Reproduce exactly the lines from the line containing "Question. Place a dot on every instance of the split" through the end of the records below, including both ends, and nothing else.

>>>

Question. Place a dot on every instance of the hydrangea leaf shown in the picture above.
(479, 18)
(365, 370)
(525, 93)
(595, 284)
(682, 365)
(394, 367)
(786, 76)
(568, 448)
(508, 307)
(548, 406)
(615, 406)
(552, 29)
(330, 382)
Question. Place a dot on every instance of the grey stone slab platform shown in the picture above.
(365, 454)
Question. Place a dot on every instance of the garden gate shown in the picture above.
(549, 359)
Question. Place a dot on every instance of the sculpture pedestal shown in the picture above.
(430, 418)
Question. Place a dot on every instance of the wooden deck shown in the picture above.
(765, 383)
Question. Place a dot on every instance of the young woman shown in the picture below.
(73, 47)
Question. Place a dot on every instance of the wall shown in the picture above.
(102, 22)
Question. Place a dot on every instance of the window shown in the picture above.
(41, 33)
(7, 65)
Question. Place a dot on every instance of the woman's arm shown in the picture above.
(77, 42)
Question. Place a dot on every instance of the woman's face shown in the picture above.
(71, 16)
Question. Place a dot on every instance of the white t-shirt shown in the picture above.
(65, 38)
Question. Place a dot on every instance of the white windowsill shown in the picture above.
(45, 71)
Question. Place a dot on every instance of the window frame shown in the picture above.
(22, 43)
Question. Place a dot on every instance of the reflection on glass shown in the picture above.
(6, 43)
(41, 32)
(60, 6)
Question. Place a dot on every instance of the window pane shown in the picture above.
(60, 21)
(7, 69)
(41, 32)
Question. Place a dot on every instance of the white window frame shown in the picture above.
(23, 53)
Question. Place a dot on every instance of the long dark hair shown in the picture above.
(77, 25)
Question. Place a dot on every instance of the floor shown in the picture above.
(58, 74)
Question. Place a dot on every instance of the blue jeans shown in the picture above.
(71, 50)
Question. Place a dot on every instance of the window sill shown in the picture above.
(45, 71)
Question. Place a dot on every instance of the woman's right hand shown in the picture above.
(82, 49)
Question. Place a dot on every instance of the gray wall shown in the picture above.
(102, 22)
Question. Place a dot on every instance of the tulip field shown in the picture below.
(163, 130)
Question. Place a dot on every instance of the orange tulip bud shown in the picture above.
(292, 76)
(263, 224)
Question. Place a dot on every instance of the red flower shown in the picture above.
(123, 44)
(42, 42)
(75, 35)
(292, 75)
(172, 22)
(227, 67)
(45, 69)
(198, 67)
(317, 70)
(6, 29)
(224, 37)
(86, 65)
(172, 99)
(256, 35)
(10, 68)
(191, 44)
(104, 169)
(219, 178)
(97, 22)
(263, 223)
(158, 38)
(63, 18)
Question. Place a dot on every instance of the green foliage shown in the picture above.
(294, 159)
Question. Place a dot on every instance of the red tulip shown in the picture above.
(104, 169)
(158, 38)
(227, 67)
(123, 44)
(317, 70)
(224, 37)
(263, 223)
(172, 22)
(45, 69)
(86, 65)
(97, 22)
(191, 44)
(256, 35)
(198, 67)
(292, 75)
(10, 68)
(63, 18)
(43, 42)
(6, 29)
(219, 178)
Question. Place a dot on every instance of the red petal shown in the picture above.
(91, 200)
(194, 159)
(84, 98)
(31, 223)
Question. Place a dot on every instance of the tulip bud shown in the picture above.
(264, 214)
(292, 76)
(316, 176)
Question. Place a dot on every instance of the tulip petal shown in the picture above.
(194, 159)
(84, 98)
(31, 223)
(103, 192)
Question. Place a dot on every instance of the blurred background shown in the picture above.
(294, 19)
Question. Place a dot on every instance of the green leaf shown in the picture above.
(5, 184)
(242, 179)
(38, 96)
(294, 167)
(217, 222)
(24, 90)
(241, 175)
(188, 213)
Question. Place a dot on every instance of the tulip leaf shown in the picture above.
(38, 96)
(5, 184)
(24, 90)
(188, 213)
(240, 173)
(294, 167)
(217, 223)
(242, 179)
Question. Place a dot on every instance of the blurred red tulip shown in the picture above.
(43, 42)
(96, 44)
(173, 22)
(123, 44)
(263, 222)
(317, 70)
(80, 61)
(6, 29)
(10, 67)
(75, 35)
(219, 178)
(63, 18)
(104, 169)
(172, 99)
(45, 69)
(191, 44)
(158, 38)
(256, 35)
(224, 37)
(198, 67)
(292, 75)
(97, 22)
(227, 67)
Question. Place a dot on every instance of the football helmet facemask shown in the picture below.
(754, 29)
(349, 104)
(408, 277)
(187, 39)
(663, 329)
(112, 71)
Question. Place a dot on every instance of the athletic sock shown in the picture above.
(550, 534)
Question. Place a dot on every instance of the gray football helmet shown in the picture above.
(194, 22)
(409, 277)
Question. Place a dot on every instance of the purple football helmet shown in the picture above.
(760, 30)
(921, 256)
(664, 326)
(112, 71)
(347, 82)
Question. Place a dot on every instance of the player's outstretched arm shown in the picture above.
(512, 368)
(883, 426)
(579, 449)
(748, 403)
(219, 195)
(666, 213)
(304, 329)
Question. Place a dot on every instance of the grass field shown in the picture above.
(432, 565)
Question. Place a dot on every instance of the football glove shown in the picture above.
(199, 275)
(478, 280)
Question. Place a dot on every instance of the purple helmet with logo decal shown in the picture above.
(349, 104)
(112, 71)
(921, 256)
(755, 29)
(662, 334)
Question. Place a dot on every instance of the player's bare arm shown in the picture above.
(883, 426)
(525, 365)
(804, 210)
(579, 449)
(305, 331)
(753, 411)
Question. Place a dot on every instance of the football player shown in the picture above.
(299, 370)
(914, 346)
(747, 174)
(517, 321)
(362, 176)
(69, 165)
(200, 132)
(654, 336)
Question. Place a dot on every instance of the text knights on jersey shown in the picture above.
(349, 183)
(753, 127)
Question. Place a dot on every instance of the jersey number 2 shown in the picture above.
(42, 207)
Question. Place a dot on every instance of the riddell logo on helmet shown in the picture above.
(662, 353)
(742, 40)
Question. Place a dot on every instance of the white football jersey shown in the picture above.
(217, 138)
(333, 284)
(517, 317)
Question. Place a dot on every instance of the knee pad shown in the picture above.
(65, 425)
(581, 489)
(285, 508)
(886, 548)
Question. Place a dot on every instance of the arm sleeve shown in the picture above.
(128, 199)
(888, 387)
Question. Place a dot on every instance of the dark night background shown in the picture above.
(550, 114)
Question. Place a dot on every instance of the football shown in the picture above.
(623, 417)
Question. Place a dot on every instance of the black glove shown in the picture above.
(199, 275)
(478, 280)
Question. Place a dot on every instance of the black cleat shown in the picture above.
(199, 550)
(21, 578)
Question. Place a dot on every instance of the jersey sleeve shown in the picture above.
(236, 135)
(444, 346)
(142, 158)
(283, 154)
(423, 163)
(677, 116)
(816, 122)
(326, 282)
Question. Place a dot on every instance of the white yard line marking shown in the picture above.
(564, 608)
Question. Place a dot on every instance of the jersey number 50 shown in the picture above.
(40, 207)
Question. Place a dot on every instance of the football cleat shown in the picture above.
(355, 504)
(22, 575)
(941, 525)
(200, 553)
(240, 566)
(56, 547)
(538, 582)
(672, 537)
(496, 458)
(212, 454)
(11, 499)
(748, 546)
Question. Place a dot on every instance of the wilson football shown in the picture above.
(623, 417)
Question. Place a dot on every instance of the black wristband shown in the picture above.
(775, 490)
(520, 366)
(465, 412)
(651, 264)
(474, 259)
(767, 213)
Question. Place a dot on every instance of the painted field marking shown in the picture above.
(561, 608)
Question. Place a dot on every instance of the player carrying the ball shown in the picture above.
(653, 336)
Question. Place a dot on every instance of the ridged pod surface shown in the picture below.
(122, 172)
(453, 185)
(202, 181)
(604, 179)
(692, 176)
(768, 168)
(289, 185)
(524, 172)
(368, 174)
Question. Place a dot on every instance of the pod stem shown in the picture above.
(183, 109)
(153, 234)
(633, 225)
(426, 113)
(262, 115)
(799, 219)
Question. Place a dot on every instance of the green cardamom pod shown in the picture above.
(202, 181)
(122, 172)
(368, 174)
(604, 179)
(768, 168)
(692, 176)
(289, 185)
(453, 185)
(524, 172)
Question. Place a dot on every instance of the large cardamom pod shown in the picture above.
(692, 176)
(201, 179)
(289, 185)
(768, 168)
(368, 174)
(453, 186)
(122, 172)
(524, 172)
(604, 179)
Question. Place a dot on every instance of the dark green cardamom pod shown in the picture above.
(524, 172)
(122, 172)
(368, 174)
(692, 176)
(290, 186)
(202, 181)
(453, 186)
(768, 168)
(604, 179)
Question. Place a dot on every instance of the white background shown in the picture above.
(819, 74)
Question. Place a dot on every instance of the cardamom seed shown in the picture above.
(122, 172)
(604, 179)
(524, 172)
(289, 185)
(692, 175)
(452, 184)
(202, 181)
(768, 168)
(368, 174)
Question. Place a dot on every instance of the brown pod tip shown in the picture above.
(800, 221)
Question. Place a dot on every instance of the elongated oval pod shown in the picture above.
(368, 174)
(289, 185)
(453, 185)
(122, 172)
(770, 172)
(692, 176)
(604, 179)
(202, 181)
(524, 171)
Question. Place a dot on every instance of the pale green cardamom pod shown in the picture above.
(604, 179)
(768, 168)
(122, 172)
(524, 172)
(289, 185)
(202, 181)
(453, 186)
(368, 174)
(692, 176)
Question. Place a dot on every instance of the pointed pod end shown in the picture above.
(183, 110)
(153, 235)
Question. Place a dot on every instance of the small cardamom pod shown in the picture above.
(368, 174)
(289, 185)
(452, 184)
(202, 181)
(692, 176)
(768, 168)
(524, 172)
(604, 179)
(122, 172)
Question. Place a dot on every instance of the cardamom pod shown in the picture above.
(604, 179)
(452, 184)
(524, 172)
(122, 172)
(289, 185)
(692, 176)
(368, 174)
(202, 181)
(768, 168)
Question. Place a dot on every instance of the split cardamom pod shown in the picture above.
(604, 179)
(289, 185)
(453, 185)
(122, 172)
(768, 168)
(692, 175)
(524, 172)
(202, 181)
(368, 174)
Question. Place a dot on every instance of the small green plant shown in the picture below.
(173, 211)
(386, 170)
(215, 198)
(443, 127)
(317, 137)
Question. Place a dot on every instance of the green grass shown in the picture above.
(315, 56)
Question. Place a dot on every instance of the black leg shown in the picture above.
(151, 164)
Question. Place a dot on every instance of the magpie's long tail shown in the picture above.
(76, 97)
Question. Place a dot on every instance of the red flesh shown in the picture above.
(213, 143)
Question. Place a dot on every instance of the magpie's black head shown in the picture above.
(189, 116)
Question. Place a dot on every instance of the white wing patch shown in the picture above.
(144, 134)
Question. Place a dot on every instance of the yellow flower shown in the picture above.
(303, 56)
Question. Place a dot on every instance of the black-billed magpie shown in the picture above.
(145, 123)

<<<

▶ _Solution below_:
Question. Place a dot on every instance of the split cardamom pod shown in the picture above.
(604, 179)
(289, 185)
(453, 185)
(122, 172)
(768, 168)
(692, 175)
(524, 172)
(202, 181)
(368, 174)
Question. Place a dot on every instance of the small green plant shown in the picture below.
(173, 211)
(386, 170)
(215, 198)
(443, 127)
(317, 137)
Question. Place a dot on every instance of the green grass shown in the picture above.
(315, 56)
Question. Place a dot on every instance of the black leg shown in the picture above.
(151, 164)
Question. Place a dot on every instance of the magpie's long tail shown in the picture above.
(76, 97)
Question. Place a dot on every instance of the red flesh shown in the picture above.
(213, 143)
Question. Place a dot on every instance of the magpie's black head shown in the picture above.
(189, 116)
Question. Place a dot on every instance of the white wing patch shown in the picture above.
(144, 134)
Question. Place a dot on every instance of the yellow flower shown in the picture above.
(303, 56)
Question. Place a dot on every instance of the black-billed magpie shown in the picture above.
(145, 123)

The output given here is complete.